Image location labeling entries
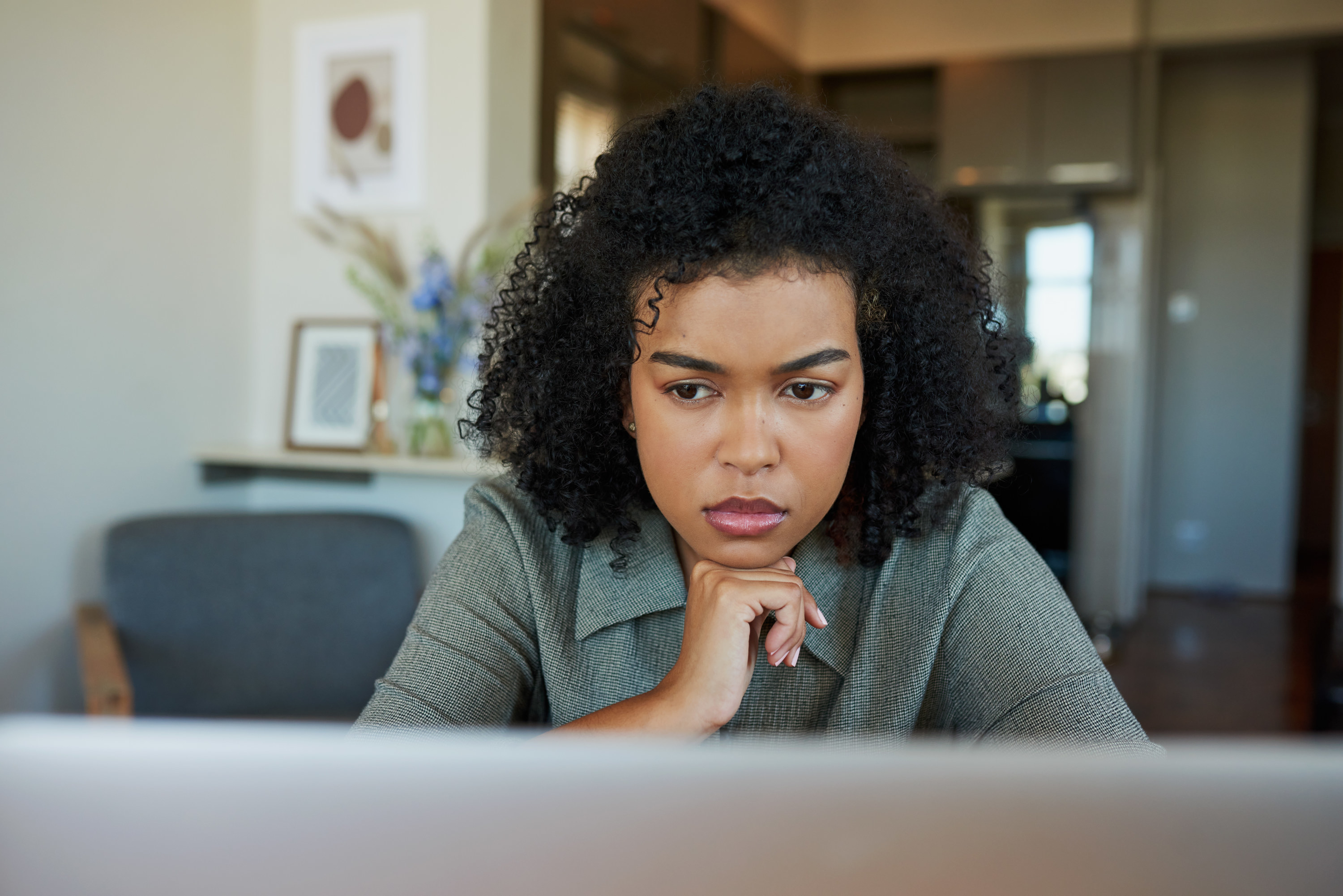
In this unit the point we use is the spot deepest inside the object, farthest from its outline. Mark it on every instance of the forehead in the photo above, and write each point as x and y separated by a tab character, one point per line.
770	313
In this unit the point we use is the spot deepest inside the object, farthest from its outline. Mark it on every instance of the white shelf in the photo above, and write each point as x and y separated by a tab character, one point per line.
254	459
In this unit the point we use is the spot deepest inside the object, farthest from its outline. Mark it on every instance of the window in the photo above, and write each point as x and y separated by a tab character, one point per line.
1059	274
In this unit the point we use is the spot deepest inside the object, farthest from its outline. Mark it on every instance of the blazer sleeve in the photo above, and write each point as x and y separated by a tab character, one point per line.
1014	661
470	655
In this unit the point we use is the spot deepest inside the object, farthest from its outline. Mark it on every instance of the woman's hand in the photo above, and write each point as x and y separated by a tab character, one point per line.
726	610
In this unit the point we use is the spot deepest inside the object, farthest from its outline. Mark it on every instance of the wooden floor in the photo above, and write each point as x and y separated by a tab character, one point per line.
1200	664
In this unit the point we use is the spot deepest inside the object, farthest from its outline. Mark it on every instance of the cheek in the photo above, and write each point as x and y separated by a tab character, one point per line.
820	445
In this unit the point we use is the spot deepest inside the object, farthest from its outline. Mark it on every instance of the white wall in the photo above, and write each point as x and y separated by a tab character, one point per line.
124	249
483	62
1235	148
1112	425
154	266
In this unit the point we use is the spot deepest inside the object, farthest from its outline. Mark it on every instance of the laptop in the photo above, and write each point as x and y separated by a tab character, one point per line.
158	808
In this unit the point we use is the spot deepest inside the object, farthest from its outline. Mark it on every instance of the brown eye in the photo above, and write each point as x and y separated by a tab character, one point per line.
804	390
687	391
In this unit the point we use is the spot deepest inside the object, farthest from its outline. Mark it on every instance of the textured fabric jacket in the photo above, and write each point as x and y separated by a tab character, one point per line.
963	631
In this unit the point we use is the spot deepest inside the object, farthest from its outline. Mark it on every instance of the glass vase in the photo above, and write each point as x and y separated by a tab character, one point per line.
430	434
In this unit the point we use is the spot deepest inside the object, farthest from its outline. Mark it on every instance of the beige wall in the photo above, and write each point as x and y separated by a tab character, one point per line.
867	34
295	274
152	268
125	257
1235	151
1178	22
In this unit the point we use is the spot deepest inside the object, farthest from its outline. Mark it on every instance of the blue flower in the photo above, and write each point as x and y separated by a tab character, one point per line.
436	284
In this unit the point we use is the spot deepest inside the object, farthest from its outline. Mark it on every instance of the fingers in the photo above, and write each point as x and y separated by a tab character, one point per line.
775	589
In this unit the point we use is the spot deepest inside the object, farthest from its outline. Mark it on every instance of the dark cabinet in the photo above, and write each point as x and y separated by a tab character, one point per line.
1063	121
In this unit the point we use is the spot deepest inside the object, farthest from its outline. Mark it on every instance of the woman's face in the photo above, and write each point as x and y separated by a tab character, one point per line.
746	401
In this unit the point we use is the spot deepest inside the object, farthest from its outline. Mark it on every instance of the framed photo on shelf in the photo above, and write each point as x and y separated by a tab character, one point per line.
332	379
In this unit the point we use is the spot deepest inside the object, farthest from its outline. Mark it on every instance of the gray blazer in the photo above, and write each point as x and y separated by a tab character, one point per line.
963	631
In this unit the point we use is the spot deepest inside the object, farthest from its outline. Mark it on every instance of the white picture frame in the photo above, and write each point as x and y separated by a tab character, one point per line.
359	115
332	376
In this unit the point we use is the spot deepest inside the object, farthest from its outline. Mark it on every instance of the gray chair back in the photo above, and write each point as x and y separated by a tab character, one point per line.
260	614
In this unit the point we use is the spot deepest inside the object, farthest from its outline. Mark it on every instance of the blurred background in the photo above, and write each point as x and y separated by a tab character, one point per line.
1159	184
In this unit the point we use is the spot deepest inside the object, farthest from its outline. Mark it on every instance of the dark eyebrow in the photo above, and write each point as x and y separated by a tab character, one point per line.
816	359
687	362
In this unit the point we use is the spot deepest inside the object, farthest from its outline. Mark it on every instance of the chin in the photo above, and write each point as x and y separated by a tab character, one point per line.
747	554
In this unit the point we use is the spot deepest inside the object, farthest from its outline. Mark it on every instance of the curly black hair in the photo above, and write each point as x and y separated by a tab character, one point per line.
734	182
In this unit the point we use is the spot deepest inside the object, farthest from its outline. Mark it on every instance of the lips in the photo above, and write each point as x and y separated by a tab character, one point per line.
744	516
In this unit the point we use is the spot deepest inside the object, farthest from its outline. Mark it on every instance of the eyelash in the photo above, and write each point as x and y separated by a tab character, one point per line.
821	387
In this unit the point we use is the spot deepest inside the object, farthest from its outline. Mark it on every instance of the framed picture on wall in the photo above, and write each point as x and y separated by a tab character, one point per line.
359	113
332	376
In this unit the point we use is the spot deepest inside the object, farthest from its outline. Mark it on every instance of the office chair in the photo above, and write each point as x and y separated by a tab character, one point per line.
248	614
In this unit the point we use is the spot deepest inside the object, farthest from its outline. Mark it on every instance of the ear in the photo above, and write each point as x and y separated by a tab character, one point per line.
626	409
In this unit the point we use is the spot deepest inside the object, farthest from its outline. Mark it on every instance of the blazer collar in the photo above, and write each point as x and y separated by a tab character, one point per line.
652	581
653	584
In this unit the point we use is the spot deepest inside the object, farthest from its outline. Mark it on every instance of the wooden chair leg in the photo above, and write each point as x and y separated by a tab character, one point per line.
104	670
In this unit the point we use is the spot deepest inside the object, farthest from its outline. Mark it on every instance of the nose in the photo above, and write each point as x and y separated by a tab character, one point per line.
748	442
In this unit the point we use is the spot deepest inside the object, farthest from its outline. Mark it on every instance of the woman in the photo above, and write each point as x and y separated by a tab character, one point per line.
747	382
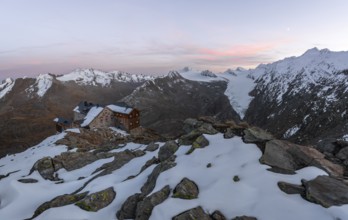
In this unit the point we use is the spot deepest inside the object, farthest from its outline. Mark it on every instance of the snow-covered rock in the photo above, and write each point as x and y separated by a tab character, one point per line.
97	77
235	178
42	84
6	86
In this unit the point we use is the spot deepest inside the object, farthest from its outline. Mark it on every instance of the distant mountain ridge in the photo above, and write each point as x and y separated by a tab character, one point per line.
299	98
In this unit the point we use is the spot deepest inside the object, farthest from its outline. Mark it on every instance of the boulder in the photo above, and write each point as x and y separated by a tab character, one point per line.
98	200
193	214
59	201
290	188
326	191
244	218
129	207
189	138
288	156
152	178
200	142
167	150
217	215
207	128
29	180
191	124
145	207
229	133
186	189
46	168
343	154
152	147
256	135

**Exercise task:** Take the line with "of the boulder" and all lines after it to the last line, and reproduce them exactly.

**Task solution:**
In this unit the point we use is the spot deepest inside the object, farthest from its outline. Mark it on every instance of the boulder in the photo above, and write each point as x and y separated by a tab character, one point per line.
98	200
193	214
59	201
290	188
326	191
244	218
129	207
189	138
288	156
152	178
200	142
167	150
217	215
207	128
29	180
191	124
145	207
229	133
186	189
46	168
343	154
152	147
256	135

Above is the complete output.